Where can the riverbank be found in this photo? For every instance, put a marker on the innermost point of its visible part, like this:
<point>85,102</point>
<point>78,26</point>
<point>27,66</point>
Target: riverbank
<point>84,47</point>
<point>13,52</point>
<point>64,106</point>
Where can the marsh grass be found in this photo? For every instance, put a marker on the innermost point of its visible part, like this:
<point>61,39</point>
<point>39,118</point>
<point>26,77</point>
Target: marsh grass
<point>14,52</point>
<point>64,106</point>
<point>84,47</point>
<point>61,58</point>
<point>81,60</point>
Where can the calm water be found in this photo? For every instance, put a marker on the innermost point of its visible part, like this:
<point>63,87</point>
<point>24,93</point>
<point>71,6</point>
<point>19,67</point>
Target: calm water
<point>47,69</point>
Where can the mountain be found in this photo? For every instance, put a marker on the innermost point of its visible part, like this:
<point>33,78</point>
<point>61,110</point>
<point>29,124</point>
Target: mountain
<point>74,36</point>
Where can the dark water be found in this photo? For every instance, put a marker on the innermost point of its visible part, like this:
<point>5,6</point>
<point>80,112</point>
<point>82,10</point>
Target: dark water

# ACTION ITEM
An exact copy is required of each line from the one containing "Target: marsh grass" through the last line of the material, and of no other line.

# OUTPUT OF THE EXERCISE
Target: marsh grass
<point>14,52</point>
<point>64,106</point>
<point>84,47</point>
<point>61,58</point>
<point>81,60</point>
Where can the calm water be found in this photo? For every instance, put a marker on the innermost point of its visible part, like this:
<point>63,87</point>
<point>24,93</point>
<point>71,6</point>
<point>19,67</point>
Target: calm water
<point>47,69</point>
Where can the mountain be found in this photo? For every instance, put a marker on the innermost point of its visible part, like this:
<point>33,78</point>
<point>61,110</point>
<point>29,124</point>
Target: mountain
<point>74,36</point>
Where can the dark water be found in this photo? For every instance, put a marker on the innermost point of its visible part, like this:
<point>5,6</point>
<point>80,112</point>
<point>82,10</point>
Target: dark water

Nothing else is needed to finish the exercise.